(SOURCE DATA Opens)

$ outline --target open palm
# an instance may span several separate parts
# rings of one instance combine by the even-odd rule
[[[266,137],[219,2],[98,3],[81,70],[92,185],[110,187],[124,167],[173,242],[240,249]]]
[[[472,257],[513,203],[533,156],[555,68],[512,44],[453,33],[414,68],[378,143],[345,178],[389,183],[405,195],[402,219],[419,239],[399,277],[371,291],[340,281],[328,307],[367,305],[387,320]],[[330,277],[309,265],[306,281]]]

(SOURCE DATA Closes)
(SOURCE DATA Opens)

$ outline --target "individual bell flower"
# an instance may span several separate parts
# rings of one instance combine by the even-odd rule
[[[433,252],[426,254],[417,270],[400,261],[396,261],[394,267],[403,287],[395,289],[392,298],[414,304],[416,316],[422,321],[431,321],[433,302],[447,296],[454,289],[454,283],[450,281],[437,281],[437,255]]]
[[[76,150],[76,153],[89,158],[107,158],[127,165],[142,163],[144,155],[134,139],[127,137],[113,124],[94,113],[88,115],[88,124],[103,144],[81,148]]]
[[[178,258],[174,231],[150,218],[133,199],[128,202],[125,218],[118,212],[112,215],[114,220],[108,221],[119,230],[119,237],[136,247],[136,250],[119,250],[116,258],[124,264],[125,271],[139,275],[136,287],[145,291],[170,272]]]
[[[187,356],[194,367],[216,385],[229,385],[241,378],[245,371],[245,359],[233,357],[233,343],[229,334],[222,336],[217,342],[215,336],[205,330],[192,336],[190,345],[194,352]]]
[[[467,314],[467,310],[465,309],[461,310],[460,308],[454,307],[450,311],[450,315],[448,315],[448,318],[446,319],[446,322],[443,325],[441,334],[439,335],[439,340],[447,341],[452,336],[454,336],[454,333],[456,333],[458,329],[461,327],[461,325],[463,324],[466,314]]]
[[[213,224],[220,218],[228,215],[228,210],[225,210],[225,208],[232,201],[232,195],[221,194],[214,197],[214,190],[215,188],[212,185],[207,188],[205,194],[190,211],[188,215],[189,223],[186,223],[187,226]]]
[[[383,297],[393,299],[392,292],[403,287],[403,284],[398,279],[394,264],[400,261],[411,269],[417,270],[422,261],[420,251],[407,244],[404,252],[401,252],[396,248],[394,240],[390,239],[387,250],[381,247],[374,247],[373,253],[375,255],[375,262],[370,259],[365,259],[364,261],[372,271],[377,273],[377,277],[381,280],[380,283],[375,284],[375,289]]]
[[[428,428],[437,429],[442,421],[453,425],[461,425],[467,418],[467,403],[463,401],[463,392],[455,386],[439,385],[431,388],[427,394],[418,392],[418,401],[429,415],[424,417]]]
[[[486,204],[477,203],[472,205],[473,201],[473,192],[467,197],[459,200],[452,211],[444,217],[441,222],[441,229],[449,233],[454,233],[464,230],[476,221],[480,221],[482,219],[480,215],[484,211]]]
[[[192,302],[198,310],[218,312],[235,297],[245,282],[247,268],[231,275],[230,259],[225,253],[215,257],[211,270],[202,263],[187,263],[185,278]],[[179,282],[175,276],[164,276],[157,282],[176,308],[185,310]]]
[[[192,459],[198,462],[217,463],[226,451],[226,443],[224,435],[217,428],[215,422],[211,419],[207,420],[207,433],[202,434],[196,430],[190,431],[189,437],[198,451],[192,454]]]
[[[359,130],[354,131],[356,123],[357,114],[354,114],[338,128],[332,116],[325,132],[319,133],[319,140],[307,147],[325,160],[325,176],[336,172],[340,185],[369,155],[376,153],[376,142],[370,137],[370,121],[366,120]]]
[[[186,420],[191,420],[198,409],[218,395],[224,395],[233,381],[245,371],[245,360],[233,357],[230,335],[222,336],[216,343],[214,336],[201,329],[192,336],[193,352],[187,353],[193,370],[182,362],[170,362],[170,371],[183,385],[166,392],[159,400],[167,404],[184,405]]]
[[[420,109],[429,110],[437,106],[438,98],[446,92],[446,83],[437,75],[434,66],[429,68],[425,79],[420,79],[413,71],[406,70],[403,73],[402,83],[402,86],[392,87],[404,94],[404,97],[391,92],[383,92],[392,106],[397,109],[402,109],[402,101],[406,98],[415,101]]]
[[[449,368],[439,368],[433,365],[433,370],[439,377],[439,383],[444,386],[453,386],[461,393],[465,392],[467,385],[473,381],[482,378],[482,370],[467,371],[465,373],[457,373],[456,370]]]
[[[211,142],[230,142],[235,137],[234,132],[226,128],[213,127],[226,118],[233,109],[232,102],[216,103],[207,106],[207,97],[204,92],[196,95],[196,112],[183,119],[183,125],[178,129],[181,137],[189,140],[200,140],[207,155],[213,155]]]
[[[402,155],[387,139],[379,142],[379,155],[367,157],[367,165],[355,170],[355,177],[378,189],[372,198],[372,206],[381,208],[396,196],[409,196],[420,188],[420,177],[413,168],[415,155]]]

(SOURCE DATA Closes)
(SOURCE DATA Opens)

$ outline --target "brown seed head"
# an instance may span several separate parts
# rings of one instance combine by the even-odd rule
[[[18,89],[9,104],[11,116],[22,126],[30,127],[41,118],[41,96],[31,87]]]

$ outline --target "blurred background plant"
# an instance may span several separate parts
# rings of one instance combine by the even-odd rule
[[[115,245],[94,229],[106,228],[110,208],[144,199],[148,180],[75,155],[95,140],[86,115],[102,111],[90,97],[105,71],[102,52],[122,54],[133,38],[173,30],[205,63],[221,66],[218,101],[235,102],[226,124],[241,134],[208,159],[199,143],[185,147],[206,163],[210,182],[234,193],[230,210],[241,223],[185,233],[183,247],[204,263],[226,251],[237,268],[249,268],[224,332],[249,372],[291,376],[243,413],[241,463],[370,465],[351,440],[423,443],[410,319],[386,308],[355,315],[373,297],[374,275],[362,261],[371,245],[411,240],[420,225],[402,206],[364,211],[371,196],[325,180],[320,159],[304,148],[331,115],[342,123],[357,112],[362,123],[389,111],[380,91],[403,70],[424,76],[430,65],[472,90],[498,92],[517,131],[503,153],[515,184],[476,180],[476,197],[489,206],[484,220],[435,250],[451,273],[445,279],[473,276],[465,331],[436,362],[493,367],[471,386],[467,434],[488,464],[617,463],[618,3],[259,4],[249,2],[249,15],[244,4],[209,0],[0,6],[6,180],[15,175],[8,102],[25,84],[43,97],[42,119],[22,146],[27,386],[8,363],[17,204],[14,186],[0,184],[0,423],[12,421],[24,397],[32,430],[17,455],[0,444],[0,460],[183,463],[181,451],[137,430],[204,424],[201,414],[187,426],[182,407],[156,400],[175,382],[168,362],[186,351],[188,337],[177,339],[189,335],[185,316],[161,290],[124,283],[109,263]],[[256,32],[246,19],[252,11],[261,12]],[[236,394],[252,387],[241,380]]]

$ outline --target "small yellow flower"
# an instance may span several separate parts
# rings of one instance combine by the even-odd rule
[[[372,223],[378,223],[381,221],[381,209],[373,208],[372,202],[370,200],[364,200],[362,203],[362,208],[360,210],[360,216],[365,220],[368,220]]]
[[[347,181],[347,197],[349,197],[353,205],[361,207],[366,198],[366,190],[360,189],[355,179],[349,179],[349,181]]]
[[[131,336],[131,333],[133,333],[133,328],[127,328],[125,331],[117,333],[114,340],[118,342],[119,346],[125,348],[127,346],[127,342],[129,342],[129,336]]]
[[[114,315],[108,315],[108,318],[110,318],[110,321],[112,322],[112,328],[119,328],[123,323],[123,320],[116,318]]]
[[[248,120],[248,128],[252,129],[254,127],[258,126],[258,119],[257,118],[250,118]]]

(SOURCE DATA Closes)

* _EXERCISE BRIEF_:
Look through the entries and return each line that has the word "target" in it.

* _EXPECTED ANSWER_:
$ outline --target open palm
$ outline --target "individual bell flower"
$ outline --target "brown seed head"
$ outline --target "blurred background plant"
$ outline --target "small yellow flower"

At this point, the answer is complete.